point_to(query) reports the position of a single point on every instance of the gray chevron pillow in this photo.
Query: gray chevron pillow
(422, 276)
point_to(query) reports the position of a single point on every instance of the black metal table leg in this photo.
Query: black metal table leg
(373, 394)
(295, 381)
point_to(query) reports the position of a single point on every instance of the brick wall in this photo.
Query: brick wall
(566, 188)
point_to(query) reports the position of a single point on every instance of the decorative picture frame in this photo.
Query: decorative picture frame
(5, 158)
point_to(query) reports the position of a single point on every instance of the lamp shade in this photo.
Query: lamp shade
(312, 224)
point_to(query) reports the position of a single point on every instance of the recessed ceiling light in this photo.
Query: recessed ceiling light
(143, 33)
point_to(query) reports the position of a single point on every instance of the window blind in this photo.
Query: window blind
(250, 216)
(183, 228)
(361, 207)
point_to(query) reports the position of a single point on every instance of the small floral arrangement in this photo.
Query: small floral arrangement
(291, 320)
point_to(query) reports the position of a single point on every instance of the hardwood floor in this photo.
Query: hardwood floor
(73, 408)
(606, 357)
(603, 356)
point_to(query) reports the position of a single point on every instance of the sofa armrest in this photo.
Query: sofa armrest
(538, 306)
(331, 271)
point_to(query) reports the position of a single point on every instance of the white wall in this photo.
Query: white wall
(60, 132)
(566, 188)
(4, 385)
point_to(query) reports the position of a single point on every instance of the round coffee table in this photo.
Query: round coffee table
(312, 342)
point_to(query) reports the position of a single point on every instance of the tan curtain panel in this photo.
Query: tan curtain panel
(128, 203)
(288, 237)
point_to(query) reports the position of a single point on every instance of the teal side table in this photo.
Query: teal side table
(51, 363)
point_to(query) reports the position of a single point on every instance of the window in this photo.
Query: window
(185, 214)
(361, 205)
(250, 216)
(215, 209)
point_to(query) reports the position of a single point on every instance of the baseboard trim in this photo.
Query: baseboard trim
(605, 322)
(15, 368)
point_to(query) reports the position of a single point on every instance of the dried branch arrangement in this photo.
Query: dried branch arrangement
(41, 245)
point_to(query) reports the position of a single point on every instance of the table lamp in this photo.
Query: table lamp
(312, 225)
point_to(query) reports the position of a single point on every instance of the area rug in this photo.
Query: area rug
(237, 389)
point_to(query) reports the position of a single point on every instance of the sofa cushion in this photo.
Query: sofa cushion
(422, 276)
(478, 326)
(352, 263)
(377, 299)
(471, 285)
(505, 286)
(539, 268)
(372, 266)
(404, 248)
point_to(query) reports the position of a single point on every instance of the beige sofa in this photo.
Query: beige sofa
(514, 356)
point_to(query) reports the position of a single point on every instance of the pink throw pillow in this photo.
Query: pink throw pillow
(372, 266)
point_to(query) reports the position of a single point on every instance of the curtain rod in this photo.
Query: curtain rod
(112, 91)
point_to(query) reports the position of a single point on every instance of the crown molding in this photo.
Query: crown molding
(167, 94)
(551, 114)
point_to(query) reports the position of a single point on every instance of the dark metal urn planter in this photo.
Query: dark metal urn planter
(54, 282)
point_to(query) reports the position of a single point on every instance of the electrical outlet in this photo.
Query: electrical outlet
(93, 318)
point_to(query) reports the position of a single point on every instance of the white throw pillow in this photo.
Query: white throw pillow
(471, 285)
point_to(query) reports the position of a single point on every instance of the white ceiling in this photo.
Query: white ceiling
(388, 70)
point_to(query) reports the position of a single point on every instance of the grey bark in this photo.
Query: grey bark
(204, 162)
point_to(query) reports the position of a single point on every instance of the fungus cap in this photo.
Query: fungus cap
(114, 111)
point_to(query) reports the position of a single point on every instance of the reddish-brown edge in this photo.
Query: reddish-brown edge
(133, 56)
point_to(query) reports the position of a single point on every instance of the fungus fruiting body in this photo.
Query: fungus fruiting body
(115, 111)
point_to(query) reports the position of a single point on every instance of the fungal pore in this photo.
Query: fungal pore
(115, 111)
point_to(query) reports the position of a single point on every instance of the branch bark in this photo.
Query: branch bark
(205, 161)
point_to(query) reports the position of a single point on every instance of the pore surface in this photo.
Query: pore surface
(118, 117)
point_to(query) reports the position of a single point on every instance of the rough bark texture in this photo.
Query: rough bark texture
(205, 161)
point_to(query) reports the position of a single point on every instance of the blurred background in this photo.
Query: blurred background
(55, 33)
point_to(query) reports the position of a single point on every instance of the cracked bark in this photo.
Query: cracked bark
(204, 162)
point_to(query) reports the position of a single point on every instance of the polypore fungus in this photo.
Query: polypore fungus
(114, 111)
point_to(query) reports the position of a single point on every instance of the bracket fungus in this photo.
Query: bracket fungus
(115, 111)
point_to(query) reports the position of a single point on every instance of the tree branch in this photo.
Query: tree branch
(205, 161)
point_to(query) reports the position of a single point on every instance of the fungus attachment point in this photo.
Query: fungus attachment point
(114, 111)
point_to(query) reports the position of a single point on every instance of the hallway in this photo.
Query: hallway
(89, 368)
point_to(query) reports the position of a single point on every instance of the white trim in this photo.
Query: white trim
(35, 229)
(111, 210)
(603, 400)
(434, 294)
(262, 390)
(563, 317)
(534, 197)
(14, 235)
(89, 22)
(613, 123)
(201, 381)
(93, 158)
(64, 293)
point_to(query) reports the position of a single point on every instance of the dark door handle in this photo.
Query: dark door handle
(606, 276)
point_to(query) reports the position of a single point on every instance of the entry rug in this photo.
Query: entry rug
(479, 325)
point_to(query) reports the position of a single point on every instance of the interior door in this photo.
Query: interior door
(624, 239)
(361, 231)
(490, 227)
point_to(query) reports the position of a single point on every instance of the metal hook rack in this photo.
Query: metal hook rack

·····

> _Given instruction_:
Send back each record exactly as it stands.

> _Right answer_:
point_to(query) reports the position of a single point on every instance of the gray chevron pillow in this photo.
Query: gray chevron pillow
(422, 276)
point_to(query) reports the position of a single point on every instance of the black metal table leg in this photo.
Query: black metal table leg
(373, 394)
(295, 381)
point_to(query) reports the position of a single point on every instance of the brick wall in this photo.
Query: brick wall
(566, 188)
point_to(query) reports the position of a single point on every instance of the decorative picture frame in this photo.
Query: decorative picture frame
(5, 158)
point_to(query) reports the position of a single point on every instance of the lamp shade in this photo.
Query: lamp shade
(312, 224)
point_to(query) reports the position of a single point on every instance of the recessed ceiling light in this photo.
Query: recessed ceiling light
(143, 33)
point_to(query) reports the position of a single point on every instance of the window blind in this photo.
Query: window blind
(250, 216)
(183, 228)
(361, 207)
point_to(query) reports the position of a single point on every instance of the small floral arrangement in this photo.
Query: small floral arrangement
(291, 320)
point_to(query) reports the position of a single point on every instance of the hardwood floor in this photo.
Query: hardwood floor
(73, 408)
(606, 357)
(603, 356)
point_to(query) reports the position of a single point on every instance of the sofa armrest in this photo.
Query: sofa armrest
(538, 306)
(331, 271)
point_to(query) reports the position of a single point on every instance of the white wall in this photo.
Query: white wall
(60, 132)
(566, 188)
(4, 385)
point_to(query) reports the position of a single point on every instance of the round coffee table in this photo.
Query: round coffee table
(312, 342)
point_to(query) reports the position of a single point on every instance of the tan curtain panel in this photo.
Query: tan curtain panel
(128, 203)
(288, 237)
point_to(query) reports the position of a single point on every instance of the teal side table in this photo.
Query: teal side table
(51, 363)
point_to(query) reports the position of a single point on every instance of the window in this photo.
Query: window
(185, 214)
(361, 205)
(250, 216)
(215, 209)
point_to(query) reports the position of a single point on every instance of the baseboard trim in this photo.
Query: baseboard trim
(605, 322)
(15, 368)
point_to(query) reports the position of a single point on every instance of the dried branch arrangement in this photo.
Query: dried branch arrangement
(41, 245)
point_to(query) reports the position of a single point on every instance of the table lamp in this photo.
Query: table lamp
(312, 225)
point_to(query) reports the position of a single point on every instance of the area rug in this photo.
Query: area rug
(237, 389)
point_to(query) reports the position of a single point on every instance of the sofa cushion in this photo.
Query: sofa cushion
(422, 276)
(478, 326)
(352, 263)
(377, 299)
(471, 285)
(505, 286)
(539, 268)
(372, 266)
(404, 248)
point_to(query) reports the position of a single point on every instance of the beige sofa in this photo.
Query: beige sofa
(514, 356)
point_to(query) reports the position of a single point on every instance of the pink throw pillow in this photo.
Query: pink throw pillow
(372, 266)
point_to(query) reports the position of a single point on every instance of the curtain rod in this photo.
Query: curtain rod
(112, 91)
point_to(query) reports the position of a single point on every instance of the crown molding in this photo.
Query: crown molding
(167, 94)
(551, 114)
point_to(query) reports the position of a single point on every instance of the dark metal urn planter in this photo.
Query: dark metal urn planter
(54, 282)
point_to(query) reports the position of a single point on every instance of the electrical outlet in this photo.
Query: electrical outlet
(93, 318)
point_to(query) reports the position of a single point on every instance of the white throw pillow in this photo.
Query: white throw pillow
(471, 285)
point_to(query) reports the position of a single point on every instance of the white ceiling in this photo.
Query: white ceiling
(388, 70)
point_to(query) reports the position of a single point on every instance of the grey bark in this photo.
Query: grey bark
(204, 162)
point_to(query) reports the position of a single point on every instance of the fungus cap in this photo.
Query: fungus cap
(114, 111)
point_to(query) reports the position of a single point on every instance of the reddish-brown edge in this photo.
Query: reddish-brown edge
(133, 56)
point_to(query) reports the position of a single point on every instance of the fungus fruiting body in this photo.
Query: fungus fruiting body
(115, 111)
point_to(query) reports the position of a single point on every instance of the fungal pore in this photo.
Query: fungal pore
(115, 111)
point_to(query) reports the position of a single point on every instance of the branch bark in this photo.
Query: branch bark
(205, 161)
point_to(query) reports the position of a single point on every instance of the pore surface in this photo.
Query: pore surface
(118, 117)
point_to(query) reports the position of a single point on every instance of the rough bark texture in this photo.
Query: rough bark texture
(205, 161)
point_to(query) reports the position of a single point on every instance of the blurred background in this photo.
Query: blurred background
(55, 33)
point_to(query) reports the position of a single point on every instance of the cracked bark in this photo.
Query: cracked bark
(204, 162)
point_to(query) reports the position of a single point on every instance of the polypore fungus in this photo.
Query: polypore fungus
(114, 111)
point_to(query) reports the position of a single point on every instance of the bracket fungus in this photo.
Query: bracket fungus
(115, 111)
point_to(query) reports the position of a single point on every instance of the tree branch in this photo.
Query: tree branch
(205, 161)
point_to(query) reports the position of a single point on every instance of the fungus attachment point in this photo.
Query: fungus attachment point
(114, 111)
point_to(query) reports the position of a single point on every instance of the hallway in this photo.
Query: hallway
(89, 368)
point_to(query) reports the position of a single point on every instance of the white trim in this photo.
Query: white trim
(35, 229)
(111, 210)
(603, 400)
(434, 294)
(262, 390)
(563, 317)
(534, 197)
(14, 235)
(89, 22)
(613, 123)
(201, 381)
(93, 158)
(64, 293)
point_to(query) reports the position of a single point on every instance of the dark door handle in this photo.
Query: dark door handle
(606, 276)
point_to(query) reports the position of a single point on every instance of the entry rug in this photo.
Query: entry rug
(479, 325)
point_to(query) reports the position of a single point on every instance of the interior door in this photo.
Query: interior door
(624, 239)
(361, 231)
(490, 227)
point_to(query) reports the position of a single point on every instance of the metal hook rack in this photo.
Query: metal hook rack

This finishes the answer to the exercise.